» **Task data**
··········

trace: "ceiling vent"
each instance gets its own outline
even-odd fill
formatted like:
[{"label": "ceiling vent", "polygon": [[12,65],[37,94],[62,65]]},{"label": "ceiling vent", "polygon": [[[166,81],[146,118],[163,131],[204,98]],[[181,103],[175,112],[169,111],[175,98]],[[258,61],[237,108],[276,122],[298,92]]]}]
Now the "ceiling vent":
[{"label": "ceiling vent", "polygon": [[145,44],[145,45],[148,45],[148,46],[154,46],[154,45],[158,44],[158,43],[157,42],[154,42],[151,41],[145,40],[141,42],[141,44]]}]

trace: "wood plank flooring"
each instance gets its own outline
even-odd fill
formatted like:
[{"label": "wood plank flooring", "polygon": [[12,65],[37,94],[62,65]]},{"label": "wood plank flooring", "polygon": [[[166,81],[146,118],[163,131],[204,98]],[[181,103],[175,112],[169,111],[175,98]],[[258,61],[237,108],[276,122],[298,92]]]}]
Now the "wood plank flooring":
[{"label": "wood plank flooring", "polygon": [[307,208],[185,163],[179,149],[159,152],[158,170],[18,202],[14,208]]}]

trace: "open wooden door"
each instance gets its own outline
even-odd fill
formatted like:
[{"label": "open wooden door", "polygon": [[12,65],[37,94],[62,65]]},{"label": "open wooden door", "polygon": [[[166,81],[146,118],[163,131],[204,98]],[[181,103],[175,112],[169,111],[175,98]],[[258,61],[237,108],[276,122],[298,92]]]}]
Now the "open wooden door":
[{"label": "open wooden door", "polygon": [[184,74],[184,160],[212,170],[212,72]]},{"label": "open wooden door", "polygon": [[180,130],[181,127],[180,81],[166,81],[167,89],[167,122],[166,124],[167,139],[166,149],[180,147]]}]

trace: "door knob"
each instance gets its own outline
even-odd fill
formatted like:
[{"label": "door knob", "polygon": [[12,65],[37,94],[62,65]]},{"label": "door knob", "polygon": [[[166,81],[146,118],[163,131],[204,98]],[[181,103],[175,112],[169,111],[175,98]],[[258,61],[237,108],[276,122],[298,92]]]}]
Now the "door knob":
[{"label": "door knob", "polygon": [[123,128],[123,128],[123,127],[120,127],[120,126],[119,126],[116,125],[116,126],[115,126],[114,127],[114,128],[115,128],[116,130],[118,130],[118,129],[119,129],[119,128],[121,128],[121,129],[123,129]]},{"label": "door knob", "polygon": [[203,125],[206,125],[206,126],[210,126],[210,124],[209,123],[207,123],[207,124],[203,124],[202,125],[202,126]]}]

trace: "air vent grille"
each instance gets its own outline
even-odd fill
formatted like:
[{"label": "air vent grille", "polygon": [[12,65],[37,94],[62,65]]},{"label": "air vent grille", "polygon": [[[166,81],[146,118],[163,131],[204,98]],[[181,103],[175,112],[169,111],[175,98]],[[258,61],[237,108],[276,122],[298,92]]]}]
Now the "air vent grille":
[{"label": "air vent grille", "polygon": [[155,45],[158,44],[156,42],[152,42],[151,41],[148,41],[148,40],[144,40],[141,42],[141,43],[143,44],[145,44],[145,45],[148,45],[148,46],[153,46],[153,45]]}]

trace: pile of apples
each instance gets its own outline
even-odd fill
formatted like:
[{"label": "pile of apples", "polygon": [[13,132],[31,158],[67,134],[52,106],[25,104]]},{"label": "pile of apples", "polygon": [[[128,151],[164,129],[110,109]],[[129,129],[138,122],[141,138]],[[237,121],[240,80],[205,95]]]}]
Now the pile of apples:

··········

» **Exercise brief**
Set down, unchanged, every line of the items from the line containing "trace: pile of apples" through the final line of the items, including both of those lines.

» **Correct response**
trace: pile of apples
each instance gets its own outline
even-odd fill
formatted like:
[{"label": "pile of apples", "polygon": [[13,132],[31,158],[67,134],[52,106],[25,104]]},{"label": "pile of apples", "polygon": [[[128,151],[164,129],[110,109]],[[129,129],[138,122],[141,138]],[[237,121],[240,80],[205,95]]]}]
Now the pile of apples:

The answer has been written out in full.